◆ Task to complete ◆
Lines from the one containing "The function indicates a point for each instance of the cloud" through the last line of the data are to be repeated word for word, both ends included.

----

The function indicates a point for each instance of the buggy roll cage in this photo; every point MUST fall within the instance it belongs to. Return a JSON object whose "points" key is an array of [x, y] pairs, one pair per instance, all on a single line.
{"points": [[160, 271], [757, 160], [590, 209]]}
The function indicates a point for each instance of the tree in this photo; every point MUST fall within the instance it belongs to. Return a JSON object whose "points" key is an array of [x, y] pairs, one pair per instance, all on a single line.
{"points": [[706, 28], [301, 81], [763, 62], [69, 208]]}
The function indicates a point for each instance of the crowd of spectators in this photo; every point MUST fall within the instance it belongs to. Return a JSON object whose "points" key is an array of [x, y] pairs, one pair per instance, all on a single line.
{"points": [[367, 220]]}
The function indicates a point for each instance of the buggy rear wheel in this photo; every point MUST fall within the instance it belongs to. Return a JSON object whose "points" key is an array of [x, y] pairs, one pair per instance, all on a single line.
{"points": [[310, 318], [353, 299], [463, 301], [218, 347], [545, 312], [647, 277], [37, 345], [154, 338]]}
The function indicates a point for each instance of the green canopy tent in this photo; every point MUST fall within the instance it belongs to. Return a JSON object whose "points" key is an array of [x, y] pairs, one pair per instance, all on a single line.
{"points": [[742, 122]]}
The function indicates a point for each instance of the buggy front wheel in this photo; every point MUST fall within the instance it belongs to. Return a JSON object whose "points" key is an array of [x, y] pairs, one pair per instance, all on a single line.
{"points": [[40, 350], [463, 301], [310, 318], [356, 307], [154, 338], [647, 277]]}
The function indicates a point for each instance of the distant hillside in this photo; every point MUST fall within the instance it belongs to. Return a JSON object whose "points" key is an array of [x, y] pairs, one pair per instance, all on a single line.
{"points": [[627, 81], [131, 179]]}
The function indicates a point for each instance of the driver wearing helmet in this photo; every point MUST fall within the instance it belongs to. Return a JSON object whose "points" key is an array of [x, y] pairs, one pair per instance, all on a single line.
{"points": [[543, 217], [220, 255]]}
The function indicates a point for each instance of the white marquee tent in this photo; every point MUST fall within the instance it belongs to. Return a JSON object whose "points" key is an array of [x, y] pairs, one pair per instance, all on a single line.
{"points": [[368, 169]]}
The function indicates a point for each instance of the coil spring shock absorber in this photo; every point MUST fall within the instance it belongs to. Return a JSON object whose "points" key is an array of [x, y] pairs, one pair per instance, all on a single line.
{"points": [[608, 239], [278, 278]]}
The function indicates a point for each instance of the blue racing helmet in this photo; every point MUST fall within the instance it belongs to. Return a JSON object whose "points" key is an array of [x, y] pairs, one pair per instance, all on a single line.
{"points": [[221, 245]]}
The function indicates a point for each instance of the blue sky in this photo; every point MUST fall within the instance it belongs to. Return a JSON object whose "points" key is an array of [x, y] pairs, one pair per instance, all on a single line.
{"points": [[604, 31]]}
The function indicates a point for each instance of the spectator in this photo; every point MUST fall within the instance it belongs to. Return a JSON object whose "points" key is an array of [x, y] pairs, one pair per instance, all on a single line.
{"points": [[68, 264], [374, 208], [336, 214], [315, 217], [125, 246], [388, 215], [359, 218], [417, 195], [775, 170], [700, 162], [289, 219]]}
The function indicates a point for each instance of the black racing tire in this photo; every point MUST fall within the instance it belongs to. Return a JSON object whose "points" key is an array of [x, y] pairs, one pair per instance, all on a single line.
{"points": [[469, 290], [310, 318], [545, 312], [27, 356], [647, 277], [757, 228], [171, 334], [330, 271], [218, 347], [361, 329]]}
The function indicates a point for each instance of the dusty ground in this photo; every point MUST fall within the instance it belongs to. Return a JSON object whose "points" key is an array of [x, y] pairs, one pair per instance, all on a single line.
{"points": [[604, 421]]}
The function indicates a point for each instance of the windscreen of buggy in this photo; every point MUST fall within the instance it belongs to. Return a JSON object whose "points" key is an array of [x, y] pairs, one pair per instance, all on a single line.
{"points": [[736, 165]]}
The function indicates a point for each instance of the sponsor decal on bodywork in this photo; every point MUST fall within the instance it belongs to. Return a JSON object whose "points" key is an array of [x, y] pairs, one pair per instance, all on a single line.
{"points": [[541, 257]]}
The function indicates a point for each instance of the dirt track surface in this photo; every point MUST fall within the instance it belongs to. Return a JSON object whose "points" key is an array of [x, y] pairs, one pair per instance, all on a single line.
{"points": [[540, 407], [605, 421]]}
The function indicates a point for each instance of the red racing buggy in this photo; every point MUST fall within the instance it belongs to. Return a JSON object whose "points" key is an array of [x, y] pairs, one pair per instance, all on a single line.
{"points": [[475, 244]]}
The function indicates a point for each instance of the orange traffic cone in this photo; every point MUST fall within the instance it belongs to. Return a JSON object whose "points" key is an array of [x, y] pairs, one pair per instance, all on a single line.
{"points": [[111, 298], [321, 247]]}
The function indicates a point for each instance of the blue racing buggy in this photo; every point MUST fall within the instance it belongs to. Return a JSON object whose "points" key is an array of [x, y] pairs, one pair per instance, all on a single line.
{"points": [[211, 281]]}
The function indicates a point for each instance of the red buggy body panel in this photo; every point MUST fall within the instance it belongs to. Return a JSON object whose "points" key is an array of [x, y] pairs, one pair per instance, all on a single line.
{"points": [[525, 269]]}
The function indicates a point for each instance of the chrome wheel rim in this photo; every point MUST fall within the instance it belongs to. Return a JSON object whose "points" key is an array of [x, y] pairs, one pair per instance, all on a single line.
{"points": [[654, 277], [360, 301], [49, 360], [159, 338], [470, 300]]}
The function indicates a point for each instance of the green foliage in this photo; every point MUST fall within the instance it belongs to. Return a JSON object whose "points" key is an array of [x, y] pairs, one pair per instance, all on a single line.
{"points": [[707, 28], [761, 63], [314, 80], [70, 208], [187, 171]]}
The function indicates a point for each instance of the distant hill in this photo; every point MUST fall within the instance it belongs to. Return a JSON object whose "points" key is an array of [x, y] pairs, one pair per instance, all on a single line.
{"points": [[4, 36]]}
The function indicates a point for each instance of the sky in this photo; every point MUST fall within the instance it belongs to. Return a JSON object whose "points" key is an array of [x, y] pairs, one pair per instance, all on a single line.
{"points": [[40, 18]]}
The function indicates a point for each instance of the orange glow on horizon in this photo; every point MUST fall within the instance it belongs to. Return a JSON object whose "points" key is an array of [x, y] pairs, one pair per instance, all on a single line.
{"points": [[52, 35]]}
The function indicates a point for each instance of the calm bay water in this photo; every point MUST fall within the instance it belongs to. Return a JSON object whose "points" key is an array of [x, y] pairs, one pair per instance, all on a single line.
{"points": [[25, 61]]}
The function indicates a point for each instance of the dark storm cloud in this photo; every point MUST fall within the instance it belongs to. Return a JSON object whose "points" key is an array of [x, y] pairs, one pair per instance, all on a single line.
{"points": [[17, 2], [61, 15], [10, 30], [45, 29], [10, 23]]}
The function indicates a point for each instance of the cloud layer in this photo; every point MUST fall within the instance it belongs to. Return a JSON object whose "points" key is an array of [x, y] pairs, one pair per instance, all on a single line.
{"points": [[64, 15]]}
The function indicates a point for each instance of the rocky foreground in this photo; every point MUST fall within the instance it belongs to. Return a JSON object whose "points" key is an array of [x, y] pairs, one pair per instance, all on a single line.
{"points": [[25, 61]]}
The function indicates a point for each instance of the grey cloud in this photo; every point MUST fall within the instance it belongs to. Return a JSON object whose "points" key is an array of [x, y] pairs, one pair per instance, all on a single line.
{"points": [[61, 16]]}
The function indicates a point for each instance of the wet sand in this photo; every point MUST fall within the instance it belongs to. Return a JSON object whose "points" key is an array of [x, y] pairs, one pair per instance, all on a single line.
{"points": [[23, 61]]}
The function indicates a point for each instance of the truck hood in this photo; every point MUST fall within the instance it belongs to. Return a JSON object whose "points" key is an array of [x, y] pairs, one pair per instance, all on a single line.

----

◆ Solution to the problem ◆
The function indicates a point for each instance of the cloud layer in this photo; every point MUST fall within the instance it belongs to. Return a JSON object whose "points" key is an array of [x, y] pairs, one pair per instance, all on a single line.
{"points": [[64, 15]]}
The function indicates a point for each instance of the rocky foreground in this photo; every point MUST fall within the instance it belongs to. Return a JSON object whose "points" key is an array of [x, y] pairs, one pair per instance, all on a single line.
{"points": [[25, 61]]}
The function indicates a point for each instance of the grey cloud in this photo; every point MUST fall within the instance it belongs to. Return a JSON object whose "points" key is an array of [x, y] pairs, one pair per instance, all on a single line.
{"points": [[61, 16]]}
The function indicates a point for each instance of the wet sand in this photo; every point MUST fall within the instance it belongs to. Return a JSON object whose "points" key is an array of [x, y] pairs, one pair per instance, all on a single line.
{"points": [[23, 61]]}
The function indicates a point for each instance of the truck hood in this photo; every point MUST fall within the instance it belongs to. Return a JSON object whose "points" key is an array of [x, y] pairs, one pair per instance, all on a single line.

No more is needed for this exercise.